> 元の記事
--------------------------------
2024.05.03

特集記事

文・写真: 山さん
2023.10.15

終了しました

【生誕120年 棟方志功展 メイキング・オブ・ムナカタ】 不世出の版画家の多岐に渡る創作活動を“暮らした土地”と共に巡る大回顧展 《2023.12.3まで》

棟方志功展会場

“世界のムナカタ”として、日本のみならず海外でも高く評価された、稀代の版画家・棟方志功の作品を振りかえる過去最大規模となる展覧会が始まりました。棟方の創作人生を語るうえで欠かせない3つの拠点を絡め展開する、会場の様子をレポートです!

*掲載内容は2023年10月5日開催の内覧会時点の情報で、内容を保証するものではありません。

*掲載写真はすべて編集部による。

イベント概要

⽣誕120年 棟⽅志功展 メイキング・オブ・ムナカタ

撮影OK(写真のみ・一部NGあり)
展示入れ替えあり
グッズ販売あり

開催地東京国立近代美術館 1F企画展ギャラリー(東京都千代田区北の丸公園3-1)
開催期間2023年10月6日(金)〜12月3日(日) 
鑑賞料一般/1800円、大学生/1200円、高校生/700円
開館時間10:00〜17:00(金・土は20:00まで) *最終入館/閉館30分前まで
休館日月曜日(10月9日は開館)、10月10日(火)
--------------------------------
> 小さな問題 A
棟方志功展の記事をもとに、次の問いに答えてください。
(i) 内覧会が開かれたのは何年何月何日ですか。
(ii) 展覧会の会場はどこですか。
(iii) 高校生の鑑賞料はいくらですか。
> 小さな問題 B
次の文が棟方志功展の記事の内容と合っているかどうか、それぞれ「はい」か「いいえ」で答え、決め手となる記事の言葉をそのまま引用してください。
(i) 会場では写真撮影がすべて禁止されている。
(ii) 金曜日は20時まで開いている。
(iii) 10月9日は休館日である。
> 小さな問題 C
棟方志功展の記事で「“世界のムナカタ”として」から始まる段落を、大事な事実を残したまま短く書き直してください。

> データ欄
--------------------------------
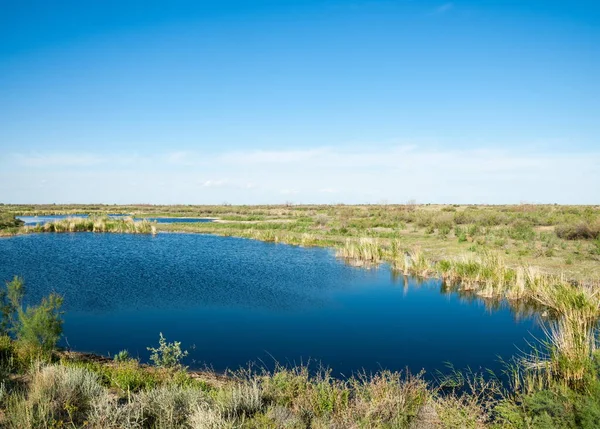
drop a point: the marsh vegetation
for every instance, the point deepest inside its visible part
(546, 255)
--------------------------------
> 正しい答え A
(i) 2023年10月5日
(ii) 東京国立近代美術館 1F企画展ギャラリー(東京都千代田区北の丸公園3-1)
(iii) 700円

> 正しい答え B
(i) いいえ。「撮影OK(写真のみ・一部NGあり)」
(ii) はい。「開館時間10:00〜17:00(金・土は20:00まで)」
(iii) いいえ。「休館日月曜日(10月9日は開館)」

> 正しい答え C
国内外で高く評価された版画家・棟方志功の作品をたどる、過去最大規模の展覧会が始まった。その創作人生に欠かせない3つの拠点と合わせて展示する会場の様子を伝える。